/---

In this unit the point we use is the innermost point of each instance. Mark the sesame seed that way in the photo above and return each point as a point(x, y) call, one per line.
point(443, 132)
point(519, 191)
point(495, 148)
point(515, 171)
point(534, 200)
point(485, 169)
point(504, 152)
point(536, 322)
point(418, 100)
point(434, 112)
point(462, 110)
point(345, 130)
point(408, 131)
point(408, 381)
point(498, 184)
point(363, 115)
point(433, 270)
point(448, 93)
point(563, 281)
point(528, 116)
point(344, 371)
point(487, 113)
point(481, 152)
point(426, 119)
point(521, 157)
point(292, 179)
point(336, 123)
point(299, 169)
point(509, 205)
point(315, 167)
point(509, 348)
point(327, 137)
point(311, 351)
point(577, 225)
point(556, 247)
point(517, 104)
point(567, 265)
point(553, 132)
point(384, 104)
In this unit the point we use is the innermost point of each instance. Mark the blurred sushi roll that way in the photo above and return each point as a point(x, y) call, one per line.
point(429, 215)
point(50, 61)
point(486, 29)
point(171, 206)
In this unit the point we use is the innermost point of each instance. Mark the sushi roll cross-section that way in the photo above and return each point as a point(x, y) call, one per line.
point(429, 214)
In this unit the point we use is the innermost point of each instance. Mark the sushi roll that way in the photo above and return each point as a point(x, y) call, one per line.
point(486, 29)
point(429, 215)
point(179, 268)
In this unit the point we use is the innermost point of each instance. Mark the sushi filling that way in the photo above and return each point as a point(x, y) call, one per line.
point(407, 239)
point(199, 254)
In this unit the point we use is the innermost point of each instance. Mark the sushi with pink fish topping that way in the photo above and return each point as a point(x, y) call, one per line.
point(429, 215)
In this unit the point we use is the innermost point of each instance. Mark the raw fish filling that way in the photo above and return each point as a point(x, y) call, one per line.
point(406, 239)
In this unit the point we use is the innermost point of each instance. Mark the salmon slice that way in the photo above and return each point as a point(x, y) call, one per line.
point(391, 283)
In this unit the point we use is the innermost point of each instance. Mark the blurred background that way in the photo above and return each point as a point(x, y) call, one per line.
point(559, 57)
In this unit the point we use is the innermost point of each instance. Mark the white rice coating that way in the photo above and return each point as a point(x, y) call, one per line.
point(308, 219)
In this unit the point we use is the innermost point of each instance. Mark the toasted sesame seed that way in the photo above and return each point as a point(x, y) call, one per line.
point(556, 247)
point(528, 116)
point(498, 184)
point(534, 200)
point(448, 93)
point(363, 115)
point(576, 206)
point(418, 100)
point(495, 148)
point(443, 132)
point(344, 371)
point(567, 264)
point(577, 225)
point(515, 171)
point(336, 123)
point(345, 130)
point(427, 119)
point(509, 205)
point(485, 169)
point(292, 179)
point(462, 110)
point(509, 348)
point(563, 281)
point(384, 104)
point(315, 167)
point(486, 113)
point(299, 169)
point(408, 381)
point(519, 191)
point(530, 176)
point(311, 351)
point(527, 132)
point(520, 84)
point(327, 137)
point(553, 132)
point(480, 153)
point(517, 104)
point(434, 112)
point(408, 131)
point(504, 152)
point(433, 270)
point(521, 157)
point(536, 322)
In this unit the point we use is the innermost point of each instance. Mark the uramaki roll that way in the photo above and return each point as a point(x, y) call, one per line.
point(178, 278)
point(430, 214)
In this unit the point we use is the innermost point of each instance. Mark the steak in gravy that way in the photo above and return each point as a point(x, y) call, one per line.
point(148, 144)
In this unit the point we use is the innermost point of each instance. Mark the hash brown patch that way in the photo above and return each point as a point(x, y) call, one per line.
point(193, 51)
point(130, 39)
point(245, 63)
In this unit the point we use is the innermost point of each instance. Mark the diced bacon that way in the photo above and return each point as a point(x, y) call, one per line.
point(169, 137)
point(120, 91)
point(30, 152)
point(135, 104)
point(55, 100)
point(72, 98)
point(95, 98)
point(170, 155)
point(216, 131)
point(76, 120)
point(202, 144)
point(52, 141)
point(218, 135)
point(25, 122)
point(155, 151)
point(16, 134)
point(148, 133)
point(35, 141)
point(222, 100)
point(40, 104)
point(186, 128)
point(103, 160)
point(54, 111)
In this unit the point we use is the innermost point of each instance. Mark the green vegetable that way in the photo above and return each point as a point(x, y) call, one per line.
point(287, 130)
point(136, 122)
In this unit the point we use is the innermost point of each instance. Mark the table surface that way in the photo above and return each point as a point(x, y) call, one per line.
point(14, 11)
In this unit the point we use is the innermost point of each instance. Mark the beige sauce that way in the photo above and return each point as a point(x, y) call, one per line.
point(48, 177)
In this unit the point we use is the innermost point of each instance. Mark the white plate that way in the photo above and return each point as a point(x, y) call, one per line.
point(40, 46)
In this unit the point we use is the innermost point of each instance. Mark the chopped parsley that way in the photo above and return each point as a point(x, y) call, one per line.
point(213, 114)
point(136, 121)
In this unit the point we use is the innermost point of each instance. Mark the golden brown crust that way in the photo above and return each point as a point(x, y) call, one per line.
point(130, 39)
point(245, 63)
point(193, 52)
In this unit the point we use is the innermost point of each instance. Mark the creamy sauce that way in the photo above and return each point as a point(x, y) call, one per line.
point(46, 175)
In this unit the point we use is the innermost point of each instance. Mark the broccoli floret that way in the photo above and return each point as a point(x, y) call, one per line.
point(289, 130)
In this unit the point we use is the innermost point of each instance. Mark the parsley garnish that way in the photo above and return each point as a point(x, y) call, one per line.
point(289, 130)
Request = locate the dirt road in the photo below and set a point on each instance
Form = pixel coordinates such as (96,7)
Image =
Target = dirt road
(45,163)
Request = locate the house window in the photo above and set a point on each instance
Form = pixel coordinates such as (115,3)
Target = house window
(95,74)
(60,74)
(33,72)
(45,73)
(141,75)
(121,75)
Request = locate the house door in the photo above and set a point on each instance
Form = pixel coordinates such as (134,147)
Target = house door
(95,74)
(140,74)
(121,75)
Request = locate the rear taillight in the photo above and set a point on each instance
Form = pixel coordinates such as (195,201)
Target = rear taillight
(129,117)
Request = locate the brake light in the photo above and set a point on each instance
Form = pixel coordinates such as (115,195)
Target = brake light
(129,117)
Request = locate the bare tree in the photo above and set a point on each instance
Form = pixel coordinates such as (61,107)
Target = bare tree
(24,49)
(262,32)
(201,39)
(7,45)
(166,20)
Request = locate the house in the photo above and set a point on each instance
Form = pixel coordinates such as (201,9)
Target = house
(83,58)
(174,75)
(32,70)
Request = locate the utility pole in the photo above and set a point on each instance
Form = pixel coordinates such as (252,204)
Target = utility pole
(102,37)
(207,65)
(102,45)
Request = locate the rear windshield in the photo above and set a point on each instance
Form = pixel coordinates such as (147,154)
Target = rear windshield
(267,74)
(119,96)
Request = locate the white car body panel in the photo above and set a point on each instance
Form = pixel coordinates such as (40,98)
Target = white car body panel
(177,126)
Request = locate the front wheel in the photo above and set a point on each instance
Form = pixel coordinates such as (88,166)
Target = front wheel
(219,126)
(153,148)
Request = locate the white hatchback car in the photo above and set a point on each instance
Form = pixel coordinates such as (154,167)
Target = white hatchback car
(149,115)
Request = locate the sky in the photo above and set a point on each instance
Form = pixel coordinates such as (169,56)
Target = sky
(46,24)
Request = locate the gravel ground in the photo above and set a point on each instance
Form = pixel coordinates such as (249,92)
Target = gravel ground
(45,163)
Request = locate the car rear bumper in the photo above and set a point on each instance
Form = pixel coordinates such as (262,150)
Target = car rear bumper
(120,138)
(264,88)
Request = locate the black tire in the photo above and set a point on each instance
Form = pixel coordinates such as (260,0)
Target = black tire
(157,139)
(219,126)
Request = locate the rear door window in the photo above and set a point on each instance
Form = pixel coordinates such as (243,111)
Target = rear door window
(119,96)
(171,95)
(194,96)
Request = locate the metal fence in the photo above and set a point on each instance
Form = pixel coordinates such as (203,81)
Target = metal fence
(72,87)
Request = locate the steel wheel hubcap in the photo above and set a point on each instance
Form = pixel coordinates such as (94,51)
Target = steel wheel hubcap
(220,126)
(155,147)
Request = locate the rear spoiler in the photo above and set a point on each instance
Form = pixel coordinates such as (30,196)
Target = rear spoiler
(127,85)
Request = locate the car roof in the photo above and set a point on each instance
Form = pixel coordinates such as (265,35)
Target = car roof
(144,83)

\---

- [WHAT YOU NEED TO DO]
Turn the entries from the beginning through the line containing "point(171, 206)" into a two-column CSV with the columns "prompt" and "completion", one row per entry. Put each entry's text and its answer in their own quoted fields, with line breaks replaced by spaces.

- [WRITTEN SOLUTION]
prompt,completion
"In this unit the point we use is the innermost point of each instance. Mark the sesame seed that way in the photo above and return each point as a point(x, y) call, one per line.","point(443, 132) point(519, 191) point(495, 148) point(515, 171) point(534, 200) point(485, 169) point(504, 152) point(536, 322) point(418, 100) point(434, 112) point(462, 110) point(345, 130) point(408, 131) point(408, 381) point(498, 184) point(363, 115) point(433, 270) point(448, 93) point(563, 281) point(528, 116) point(344, 371) point(487, 113) point(481, 152) point(426, 119) point(521, 157) point(292, 179) point(336, 123) point(299, 169) point(509, 205) point(315, 167) point(509, 348) point(327, 137) point(311, 351) point(577, 225) point(556, 247) point(517, 104) point(567, 265) point(553, 132) point(384, 104)"
"In this unit the point we use is the innermost point of each instance. Mark the blurred sushi roll that way in the photo above and return each point as a point(x, y) call, one per line.","point(429, 215) point(50, 61) point(486, 29) point(171, 206)"